(EXCERPT TO READ):
You are of opinion then, that the Act as it now stands, as far as regards the assignees in that respect, is sufficiently strong? - With all due deference, I think it is; all I would suggest in addition, is, to assimilate, as much as possible, the power over the assignee having property not wasted, but continuing too long in his possession, according to the bankrupt laws, to make him, after a certain time, if he does not distribute, pay interest for the money in his hands; a regulation which now makes a constituent part of the bankrupt laws.

(THE DATA):

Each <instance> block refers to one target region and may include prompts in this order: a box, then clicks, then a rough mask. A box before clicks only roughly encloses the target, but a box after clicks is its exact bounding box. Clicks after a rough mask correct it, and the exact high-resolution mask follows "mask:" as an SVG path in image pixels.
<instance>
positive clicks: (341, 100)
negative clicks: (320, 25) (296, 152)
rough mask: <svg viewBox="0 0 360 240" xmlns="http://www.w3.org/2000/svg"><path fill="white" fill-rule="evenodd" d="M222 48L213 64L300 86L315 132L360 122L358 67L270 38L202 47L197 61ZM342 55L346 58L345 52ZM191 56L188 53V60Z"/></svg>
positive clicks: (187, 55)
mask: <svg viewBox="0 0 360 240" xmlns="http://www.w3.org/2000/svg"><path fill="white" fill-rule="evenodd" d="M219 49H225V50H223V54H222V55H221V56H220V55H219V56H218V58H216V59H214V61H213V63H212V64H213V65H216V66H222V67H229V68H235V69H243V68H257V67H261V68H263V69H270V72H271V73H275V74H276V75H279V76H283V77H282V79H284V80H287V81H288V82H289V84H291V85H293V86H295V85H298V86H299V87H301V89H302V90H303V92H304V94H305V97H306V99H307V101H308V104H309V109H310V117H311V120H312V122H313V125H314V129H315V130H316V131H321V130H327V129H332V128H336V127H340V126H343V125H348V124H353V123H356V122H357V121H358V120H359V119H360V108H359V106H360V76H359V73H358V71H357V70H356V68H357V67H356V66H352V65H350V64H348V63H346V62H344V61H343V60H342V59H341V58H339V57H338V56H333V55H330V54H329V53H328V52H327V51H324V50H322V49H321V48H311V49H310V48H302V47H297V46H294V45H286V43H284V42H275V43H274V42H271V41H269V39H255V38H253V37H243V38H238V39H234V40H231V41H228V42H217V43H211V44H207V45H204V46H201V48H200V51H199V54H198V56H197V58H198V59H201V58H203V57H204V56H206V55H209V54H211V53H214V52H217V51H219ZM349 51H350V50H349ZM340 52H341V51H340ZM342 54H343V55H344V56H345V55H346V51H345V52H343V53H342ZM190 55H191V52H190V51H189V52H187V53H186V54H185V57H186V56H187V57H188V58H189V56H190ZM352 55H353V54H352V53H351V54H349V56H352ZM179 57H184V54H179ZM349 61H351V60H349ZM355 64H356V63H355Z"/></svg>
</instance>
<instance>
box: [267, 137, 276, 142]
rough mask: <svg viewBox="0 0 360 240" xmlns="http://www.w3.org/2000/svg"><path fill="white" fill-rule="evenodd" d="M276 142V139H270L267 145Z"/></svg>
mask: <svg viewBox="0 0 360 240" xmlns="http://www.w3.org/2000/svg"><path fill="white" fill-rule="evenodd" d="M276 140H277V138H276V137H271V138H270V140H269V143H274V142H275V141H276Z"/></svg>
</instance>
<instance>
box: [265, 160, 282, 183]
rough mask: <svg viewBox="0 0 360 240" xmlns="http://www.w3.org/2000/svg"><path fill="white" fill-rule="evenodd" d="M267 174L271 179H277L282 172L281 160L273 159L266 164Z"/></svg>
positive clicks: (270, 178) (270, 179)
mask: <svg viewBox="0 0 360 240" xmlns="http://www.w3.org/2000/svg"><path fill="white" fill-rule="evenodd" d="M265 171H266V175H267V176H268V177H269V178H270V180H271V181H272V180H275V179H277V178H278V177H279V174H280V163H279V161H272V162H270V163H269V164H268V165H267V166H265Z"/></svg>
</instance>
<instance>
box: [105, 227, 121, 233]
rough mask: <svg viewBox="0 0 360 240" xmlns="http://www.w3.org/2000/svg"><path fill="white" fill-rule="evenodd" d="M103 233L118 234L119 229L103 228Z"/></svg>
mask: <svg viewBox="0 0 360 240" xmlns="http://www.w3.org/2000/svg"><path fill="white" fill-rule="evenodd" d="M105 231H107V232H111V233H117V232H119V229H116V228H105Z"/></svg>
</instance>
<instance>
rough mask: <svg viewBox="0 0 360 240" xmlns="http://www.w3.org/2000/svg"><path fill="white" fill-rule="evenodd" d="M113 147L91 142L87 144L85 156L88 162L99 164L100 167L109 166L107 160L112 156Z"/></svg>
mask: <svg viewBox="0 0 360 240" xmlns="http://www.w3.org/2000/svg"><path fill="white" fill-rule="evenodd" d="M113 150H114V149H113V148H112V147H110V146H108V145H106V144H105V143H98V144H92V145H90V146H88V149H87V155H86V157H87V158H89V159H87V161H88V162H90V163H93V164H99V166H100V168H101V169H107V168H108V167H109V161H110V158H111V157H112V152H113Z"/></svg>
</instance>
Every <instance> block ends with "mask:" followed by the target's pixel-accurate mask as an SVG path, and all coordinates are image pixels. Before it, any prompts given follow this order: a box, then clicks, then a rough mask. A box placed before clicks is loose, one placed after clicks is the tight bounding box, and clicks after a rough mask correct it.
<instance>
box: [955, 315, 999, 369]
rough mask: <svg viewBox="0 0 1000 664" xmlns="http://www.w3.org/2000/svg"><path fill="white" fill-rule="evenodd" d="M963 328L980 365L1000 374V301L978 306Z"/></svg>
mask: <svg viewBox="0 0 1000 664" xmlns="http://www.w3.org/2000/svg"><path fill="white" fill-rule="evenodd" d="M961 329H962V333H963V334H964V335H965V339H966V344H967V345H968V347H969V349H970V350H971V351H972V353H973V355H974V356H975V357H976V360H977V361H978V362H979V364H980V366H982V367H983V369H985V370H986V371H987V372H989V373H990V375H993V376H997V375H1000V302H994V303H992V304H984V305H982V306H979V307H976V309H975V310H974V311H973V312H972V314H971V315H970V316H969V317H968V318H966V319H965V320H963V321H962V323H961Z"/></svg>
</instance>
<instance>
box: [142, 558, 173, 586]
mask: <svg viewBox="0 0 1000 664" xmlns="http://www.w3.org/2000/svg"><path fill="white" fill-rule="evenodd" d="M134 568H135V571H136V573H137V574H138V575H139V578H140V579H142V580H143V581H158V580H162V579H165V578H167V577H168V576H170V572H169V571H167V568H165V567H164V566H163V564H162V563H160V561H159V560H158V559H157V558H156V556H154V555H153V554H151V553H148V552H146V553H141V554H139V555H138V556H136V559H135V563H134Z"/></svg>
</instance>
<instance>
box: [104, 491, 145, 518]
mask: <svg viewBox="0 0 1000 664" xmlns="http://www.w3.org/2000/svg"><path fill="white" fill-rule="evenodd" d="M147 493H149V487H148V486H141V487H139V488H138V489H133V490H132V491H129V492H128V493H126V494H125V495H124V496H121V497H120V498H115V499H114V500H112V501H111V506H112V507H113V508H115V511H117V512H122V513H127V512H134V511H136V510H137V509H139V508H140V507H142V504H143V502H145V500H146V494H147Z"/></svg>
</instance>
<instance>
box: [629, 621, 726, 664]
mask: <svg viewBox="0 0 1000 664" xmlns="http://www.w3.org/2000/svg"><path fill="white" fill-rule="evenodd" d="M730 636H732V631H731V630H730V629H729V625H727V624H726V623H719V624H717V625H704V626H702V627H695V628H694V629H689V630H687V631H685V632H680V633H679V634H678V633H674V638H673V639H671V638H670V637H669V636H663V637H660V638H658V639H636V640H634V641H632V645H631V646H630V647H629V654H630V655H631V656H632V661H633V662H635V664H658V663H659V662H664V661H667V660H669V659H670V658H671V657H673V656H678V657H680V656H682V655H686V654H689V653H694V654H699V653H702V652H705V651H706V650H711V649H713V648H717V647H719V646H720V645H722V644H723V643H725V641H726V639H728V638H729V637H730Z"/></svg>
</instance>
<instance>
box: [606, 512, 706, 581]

(TASKS TO PERFORM):
(a) Copy out the testimony on assignees under the Act word for word.
(b) Rewrite the part of the rows that opens with their first line and closes with the line containing "positive clicks: (187, 55)", replacing "rough mask" with "coarse mask" and leaving everything else unchanged.
These rows are unrelated to the testimony.

(SOLUTION SET):
(a)
You are of opinion then, that the Act as it now stands, as far as regards the assignees in that respect, is sufficiently strong? - With all due deference, I think it is; all I would suggest in addition, is, to assimilate, as much as possible, the power over the assignee having property not wasted, but continuing too long in his possession, according to the bankrupt laws, to make him, after a certain time, if he does not distribute, pay interest for the money in his hands; a regulation which now makes a constituent part of the bankrupt laws.

(b)
Each <instance> block refers to one target region and may include prompts in this order: a box, then clicks, then a coarse mask. A box before clicks only roughly encloses the target, but a box after clicks is its exact bounding box. Clicks after a coarse mask correct it, and the exact high-resolution mask follows "mask:" as an SVG path in image pixels.
<instance>
positive clicks: (341, 100)
negative clicks: (320, 25) (296, 152)
coarse mask: <svg viewBox="0 0 360 240" xmlns="http://www.w3.org/2000/svg"><path fill="white" fill-rule="evenodd" d="M222 48L213 64L300 86L315 132L360 122L358 67L270 38L202 47L197 61ZM342 55L346 58L345 52ZM191 56L188 53V60Z"/></svg>
positive clicks: (187, 55)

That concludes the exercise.